>> Start PROVIDED ENTRIES
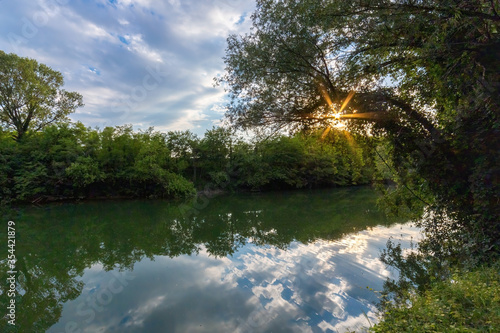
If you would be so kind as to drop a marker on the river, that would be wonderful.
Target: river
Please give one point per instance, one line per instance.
(300, 261)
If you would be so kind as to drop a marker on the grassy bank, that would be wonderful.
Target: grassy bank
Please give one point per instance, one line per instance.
(467, 302)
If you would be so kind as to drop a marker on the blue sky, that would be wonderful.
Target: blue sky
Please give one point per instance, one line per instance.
(140, 62)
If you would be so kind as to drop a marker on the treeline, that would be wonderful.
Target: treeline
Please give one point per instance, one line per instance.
(71, 161)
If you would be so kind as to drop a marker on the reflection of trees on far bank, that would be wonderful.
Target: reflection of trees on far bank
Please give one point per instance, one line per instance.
(56, 243)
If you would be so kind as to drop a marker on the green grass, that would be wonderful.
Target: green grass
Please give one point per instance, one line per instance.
(468, 302)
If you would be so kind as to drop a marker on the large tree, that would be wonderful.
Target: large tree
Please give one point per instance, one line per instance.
(426, 75)
(31, 95)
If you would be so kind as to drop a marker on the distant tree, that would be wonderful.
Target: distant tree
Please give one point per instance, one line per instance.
(31, 95)
(426, 76)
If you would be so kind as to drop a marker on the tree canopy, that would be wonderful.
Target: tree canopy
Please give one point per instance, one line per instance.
(425, 76)
(31, 95)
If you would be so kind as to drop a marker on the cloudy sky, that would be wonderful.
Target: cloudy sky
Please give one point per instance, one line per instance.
(141, 62)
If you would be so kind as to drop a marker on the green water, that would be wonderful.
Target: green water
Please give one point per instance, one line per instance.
(273, 262)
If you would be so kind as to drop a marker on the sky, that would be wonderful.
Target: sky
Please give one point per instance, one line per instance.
(140, 62)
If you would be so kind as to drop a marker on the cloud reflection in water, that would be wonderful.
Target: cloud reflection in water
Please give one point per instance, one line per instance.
(315, 287)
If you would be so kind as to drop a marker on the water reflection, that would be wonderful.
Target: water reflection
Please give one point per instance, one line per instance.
(274, 262)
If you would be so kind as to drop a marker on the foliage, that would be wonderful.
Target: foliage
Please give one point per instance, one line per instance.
(466, 302)
(31, 95)
(426, 81)
(71, 161)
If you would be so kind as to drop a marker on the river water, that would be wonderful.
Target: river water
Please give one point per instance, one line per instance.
(302, 261)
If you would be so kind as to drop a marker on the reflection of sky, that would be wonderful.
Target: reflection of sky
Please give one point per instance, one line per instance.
(319, 287)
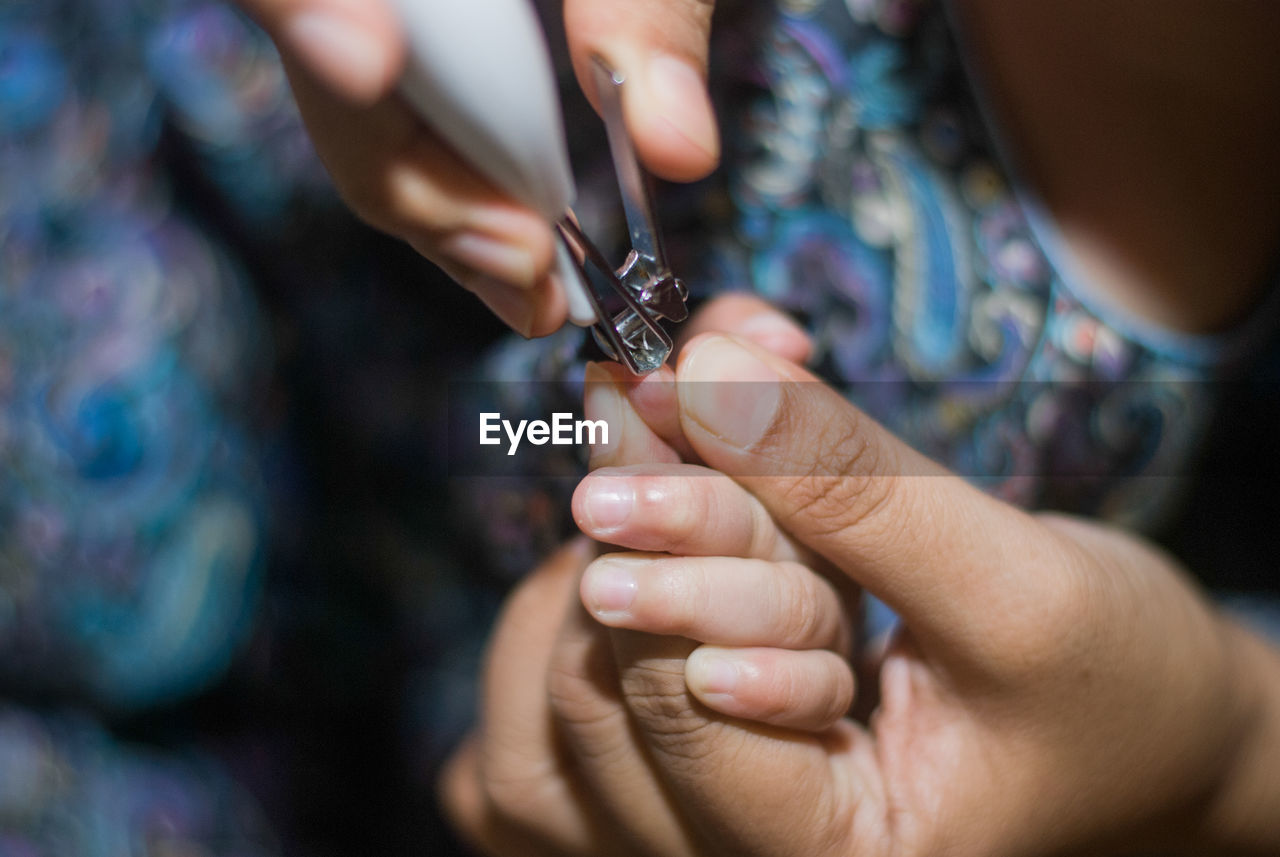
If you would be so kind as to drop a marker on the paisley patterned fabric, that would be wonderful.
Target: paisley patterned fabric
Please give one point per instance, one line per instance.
(141, 496)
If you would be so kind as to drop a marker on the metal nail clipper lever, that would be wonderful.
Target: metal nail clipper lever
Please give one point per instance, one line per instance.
(479, 73)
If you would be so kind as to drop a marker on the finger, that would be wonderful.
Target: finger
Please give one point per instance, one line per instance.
(353, 46)
(653, 398)
(661, 49)
(720, 600)
(524, 786)
(714, 765)
(677, 509)
(753, 319)
(942, 554)
(630, 439)
(796, 690)
(401, 178)
(589, 715)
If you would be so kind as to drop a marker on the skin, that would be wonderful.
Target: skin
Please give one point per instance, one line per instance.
(1144, 127)
(343, 58)
(1059, 687)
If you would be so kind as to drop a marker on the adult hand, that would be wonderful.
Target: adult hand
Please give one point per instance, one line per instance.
(343, 59)
(1057, 686)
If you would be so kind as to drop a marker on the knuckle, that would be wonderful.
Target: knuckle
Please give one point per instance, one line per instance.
(686, 509)
(824, 505)
(762, 534)
(679, 597)
(657, 699)
(803, 619)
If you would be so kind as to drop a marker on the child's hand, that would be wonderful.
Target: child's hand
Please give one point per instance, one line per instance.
(776, 633)
(1057, 687)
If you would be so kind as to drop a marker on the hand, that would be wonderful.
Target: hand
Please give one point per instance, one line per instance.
(1057, 686)
(343, 59)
>> End PROVIDED ENTRIES
▸ **WHAT THE EXERCISE ASKS**
Copy out, word for word, the portion of the data that begins with the line containing "adult hand, that would be wonderful." and runs through the final line of the data, with both of those lines included.

▸ **THE RESULT**
If you would be so kind as to drop a marker on the adult hand, that would be wonderful.
Target: adult hand
Please give one point per instance, one line per instance.
(343, 59)
(1057, 686)
If you would be so kind as to drop a marker on the knuckle, that would be wonderful.
Target: knuckle
Please give one point per instance, one line per instance.
(686, 509)
(824, 505)
(762, 534)
(679, 597)
(657, 699)
(803, 619)
If you would be so kind as to drop a marker on the child's hand, that would be wonderful.
Target: child's hand
Please give one point per instance, one line per instance.
(776, 633)
(1057, 687)
If you would be so kind as to drop a marker on the hand, that would be wonderful.
Target: hand
Please give one point per instance, one line per instance.
(1057, 686)
(343, 59)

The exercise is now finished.